◆ Task objective
Reproduce verbatim the lines of the listing below, starting with the line that contains "of the gray" and continuing through the final line of the listing, with both of those lines included.
--------
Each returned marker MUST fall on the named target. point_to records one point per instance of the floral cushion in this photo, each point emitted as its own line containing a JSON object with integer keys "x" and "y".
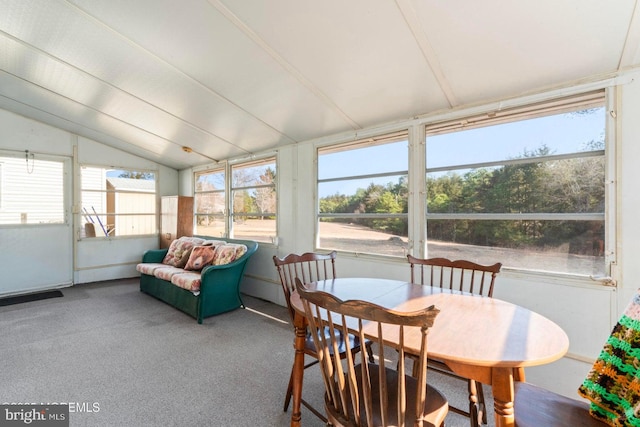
{"x": 188, "y": 280}
{"x": 228, "y": 253}
{"x": 166, "y": 272}
{"x": 200, "y": 257}
{"x": 179, "y": 250}
{"x": 149, "y": 267}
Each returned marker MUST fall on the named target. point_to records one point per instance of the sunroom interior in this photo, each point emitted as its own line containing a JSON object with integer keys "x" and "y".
{"x": 503, "y": 132}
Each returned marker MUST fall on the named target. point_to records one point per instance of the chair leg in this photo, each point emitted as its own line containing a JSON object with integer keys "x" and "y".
{"x": 477, "y": 412}
{"x": 287, "y": 398}
{"x": 483, "y": 406}
{"x": 370, "y": 351}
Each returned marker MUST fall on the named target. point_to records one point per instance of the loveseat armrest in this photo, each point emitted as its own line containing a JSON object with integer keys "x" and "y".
{"x": 154, "y": 255}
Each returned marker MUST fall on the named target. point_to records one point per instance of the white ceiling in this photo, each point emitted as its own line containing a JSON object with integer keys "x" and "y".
{"x": 230, "y": 78}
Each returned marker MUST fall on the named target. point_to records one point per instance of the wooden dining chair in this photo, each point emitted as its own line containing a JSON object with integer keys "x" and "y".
{"x": 365, "y": 393}
{"x": 465, "y": 276}
{"x": 308, "y": 267}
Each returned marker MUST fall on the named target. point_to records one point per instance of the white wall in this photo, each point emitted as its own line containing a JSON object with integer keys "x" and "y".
{"x": 39, "y": 257}
{"x": 585, "y": 309}
{"x": 113, "y": 258}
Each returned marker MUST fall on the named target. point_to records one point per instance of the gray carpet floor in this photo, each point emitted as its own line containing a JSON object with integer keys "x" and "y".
{"x": 122, "y": 358}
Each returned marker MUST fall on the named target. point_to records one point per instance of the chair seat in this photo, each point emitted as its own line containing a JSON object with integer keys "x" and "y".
{"x": 538, "y": 407}
{"x": 436, "y": 405}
--------
◆ The output
Each returned marker MUST fall on the named target. point_to records one point per instance of the gray carpet floor in this photo, each point emitted as its own line containing a JSON object with integer keys "x" and "y".
{"x": 122, "y": 358}
Each returned marker MUST fall on the named target. point_to records one point per instance of the chair seat in this photo, each point emitted as its own line containing a JSON object with integer keys "x" and "y".
{"x": 538, "y": 407}
{"x": 436, "y": 405}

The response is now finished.